═════ Records supplied
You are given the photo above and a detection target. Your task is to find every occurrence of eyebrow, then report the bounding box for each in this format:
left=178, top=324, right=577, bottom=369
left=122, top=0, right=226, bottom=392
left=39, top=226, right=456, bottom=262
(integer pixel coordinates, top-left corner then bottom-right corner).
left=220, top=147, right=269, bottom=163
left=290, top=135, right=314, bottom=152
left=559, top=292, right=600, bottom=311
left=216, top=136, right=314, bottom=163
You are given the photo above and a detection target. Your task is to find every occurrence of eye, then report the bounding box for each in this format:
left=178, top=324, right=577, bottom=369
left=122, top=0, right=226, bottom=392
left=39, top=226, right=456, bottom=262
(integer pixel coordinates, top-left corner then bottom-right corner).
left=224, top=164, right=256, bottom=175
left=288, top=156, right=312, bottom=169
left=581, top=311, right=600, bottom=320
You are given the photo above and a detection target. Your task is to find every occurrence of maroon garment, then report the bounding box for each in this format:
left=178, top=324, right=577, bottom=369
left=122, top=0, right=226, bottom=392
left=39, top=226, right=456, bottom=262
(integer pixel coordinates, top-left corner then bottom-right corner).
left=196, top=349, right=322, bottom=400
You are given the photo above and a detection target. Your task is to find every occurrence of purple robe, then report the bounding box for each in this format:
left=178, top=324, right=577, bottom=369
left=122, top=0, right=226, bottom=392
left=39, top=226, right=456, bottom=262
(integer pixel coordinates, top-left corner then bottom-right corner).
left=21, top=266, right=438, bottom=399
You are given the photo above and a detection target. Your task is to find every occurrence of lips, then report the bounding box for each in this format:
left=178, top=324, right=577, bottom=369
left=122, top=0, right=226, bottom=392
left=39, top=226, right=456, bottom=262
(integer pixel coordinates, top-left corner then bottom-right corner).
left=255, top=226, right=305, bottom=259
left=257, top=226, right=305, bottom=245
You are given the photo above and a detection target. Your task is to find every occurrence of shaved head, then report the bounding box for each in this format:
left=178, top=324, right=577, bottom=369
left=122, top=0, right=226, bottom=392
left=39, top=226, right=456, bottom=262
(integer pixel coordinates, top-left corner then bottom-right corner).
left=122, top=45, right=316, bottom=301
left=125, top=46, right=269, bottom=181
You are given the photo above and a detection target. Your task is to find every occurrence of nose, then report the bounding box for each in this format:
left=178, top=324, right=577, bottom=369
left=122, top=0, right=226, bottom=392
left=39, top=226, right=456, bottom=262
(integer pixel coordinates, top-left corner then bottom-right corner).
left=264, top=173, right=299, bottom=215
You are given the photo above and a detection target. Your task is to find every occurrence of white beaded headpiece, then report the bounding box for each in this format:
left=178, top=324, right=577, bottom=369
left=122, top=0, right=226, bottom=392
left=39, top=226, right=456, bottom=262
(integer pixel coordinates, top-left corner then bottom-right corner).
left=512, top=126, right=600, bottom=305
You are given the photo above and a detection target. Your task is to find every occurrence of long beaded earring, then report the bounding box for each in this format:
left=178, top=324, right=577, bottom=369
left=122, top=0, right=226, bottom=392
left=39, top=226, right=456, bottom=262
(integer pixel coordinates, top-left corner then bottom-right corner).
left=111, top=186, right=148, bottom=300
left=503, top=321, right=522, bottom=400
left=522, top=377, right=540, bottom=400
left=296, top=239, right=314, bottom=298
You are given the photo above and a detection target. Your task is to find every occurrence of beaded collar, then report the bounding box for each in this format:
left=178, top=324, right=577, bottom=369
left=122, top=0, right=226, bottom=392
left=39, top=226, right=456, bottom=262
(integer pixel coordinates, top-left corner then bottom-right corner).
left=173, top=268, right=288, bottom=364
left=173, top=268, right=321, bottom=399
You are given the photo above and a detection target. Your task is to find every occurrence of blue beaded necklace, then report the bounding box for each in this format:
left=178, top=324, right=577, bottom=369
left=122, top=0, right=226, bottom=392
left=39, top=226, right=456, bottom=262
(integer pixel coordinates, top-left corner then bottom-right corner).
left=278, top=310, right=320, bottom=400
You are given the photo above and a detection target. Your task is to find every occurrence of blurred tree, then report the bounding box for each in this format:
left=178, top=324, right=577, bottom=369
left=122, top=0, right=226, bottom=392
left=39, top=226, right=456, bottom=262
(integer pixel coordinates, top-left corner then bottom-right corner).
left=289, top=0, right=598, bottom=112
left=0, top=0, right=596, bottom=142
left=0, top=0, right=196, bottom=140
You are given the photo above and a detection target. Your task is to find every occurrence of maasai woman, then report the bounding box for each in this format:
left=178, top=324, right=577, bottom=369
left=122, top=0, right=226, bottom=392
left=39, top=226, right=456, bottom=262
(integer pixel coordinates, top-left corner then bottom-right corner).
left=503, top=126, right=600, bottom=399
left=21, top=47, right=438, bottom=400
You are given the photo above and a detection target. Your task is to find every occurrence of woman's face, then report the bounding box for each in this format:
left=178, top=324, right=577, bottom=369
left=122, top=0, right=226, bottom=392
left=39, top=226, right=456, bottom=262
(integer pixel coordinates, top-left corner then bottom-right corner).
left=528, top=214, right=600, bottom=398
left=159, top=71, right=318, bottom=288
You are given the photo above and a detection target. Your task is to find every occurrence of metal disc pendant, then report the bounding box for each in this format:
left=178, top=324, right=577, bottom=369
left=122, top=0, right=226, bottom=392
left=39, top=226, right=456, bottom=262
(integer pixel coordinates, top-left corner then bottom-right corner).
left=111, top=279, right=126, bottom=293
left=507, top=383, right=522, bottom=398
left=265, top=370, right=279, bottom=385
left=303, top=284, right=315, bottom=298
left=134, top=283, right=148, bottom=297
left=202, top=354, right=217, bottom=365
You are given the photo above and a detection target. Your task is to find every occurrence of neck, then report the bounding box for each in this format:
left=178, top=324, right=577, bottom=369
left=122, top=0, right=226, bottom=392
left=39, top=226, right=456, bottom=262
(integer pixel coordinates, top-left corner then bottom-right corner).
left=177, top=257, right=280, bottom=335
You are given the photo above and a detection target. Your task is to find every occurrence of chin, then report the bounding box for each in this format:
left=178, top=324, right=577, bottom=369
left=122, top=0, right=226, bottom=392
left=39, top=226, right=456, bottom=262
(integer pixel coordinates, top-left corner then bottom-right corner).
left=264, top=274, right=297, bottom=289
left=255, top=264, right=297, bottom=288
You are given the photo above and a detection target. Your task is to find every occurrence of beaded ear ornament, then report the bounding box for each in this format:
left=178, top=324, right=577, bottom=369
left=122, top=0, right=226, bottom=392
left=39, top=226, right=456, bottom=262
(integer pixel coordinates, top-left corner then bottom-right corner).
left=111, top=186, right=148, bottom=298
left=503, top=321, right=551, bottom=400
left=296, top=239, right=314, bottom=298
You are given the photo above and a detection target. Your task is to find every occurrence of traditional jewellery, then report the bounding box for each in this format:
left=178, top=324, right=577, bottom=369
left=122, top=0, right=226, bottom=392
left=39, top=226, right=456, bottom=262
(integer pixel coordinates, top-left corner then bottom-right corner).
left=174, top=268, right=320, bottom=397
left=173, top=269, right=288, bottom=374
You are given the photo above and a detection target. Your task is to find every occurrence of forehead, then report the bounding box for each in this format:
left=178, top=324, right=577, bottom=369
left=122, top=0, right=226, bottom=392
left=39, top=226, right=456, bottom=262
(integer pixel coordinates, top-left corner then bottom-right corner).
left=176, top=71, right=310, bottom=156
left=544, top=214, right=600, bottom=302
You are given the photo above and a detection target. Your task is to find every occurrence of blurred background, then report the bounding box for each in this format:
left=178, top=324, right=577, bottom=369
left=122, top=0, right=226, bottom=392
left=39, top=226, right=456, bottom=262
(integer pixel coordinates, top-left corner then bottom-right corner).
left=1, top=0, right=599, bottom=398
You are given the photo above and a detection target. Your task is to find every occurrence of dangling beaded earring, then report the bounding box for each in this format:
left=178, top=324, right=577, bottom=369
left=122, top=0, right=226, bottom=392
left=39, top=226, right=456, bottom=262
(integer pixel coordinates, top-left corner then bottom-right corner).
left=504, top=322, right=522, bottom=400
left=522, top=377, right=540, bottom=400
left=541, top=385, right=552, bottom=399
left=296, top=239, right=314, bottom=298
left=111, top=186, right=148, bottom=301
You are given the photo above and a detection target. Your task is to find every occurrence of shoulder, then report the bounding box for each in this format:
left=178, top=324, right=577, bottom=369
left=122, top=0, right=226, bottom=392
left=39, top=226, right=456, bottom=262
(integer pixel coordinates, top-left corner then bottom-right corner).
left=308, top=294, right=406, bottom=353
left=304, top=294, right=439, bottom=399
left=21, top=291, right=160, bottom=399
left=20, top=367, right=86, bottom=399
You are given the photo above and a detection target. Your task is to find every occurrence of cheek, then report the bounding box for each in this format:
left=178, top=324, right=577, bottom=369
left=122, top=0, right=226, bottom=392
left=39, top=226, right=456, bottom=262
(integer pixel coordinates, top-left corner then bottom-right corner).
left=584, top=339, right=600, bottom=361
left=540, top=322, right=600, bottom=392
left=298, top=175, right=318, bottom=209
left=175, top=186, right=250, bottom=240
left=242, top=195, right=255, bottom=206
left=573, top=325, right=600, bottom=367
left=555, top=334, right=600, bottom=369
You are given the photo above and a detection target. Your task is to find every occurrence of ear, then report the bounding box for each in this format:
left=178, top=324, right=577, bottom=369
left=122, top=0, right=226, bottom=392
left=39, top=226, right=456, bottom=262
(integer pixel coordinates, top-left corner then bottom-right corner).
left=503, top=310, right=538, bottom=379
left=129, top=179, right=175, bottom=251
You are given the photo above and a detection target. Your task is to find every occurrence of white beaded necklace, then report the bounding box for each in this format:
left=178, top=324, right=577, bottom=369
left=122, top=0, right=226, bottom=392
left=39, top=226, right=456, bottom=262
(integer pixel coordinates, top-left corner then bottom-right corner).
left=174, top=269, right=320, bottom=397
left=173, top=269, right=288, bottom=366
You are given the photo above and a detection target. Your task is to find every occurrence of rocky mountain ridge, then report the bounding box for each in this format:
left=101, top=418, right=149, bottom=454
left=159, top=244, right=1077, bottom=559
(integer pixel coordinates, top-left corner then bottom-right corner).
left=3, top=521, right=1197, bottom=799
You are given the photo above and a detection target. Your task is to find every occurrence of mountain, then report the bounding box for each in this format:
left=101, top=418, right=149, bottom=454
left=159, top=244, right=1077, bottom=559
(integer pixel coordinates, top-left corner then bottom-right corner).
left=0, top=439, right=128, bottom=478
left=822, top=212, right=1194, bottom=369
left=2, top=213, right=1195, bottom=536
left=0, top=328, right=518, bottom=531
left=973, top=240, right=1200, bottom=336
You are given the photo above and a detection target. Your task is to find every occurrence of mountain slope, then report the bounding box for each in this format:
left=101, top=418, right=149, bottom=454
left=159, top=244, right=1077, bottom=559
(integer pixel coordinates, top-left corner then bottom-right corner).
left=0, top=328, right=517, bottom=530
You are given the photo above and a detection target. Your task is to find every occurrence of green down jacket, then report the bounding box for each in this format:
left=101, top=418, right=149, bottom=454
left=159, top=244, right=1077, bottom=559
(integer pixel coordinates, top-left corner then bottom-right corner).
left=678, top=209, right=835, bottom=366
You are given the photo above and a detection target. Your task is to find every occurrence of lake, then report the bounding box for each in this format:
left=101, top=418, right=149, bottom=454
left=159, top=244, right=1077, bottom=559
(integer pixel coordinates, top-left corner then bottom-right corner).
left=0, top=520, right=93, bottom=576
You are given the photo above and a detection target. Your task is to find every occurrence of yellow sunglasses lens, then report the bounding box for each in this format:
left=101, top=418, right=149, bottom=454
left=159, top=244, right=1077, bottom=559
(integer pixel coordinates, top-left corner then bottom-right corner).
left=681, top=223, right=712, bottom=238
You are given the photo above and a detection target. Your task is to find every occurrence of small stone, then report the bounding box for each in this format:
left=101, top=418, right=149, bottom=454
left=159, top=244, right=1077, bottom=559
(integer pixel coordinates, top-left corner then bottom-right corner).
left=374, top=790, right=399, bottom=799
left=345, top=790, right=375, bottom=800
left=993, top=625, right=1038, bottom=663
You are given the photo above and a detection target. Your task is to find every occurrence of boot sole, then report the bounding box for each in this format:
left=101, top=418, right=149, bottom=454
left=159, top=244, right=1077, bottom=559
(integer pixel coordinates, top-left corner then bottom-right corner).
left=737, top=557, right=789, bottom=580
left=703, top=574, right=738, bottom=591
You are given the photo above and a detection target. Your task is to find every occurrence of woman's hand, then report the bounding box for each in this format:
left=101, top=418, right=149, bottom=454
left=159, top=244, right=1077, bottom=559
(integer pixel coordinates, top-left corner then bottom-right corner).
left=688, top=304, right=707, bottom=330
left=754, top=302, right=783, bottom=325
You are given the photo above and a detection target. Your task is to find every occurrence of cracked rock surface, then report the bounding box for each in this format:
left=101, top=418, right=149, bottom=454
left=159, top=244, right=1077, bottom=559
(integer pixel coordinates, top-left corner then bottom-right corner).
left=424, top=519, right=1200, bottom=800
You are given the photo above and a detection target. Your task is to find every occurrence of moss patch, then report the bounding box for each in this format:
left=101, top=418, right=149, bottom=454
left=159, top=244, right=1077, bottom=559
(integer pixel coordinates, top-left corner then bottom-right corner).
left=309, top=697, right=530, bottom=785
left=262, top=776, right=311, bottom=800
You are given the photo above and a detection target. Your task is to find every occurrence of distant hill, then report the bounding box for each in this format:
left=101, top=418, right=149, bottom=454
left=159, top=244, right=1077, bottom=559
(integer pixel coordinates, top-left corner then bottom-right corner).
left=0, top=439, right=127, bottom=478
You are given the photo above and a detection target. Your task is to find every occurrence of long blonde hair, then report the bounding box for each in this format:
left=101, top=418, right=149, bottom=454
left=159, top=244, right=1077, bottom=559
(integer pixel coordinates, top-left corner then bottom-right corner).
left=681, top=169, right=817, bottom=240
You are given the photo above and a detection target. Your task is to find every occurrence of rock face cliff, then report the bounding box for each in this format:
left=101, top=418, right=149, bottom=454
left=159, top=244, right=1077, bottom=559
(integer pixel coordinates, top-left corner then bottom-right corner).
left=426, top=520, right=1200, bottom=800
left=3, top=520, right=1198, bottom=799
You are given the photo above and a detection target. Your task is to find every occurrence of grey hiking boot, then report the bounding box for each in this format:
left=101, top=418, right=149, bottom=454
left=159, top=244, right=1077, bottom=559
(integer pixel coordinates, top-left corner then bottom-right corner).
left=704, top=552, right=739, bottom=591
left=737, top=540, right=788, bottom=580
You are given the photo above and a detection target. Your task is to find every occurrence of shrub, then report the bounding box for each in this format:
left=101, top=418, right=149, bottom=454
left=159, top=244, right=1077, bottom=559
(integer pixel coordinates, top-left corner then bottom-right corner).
══════════
● **Task instructions**:
Scan the data above and report each line in which "blurred" is present.

● **Answer to the exercise**:
You are given the photo above and a detection target. Your task is to find every occurrence of blurred tree, then report the bounding box for each in this format:
You are given the photo above and a detection target. Your task is to find every occurrence of blurred background, then report the bounding box for each in this format:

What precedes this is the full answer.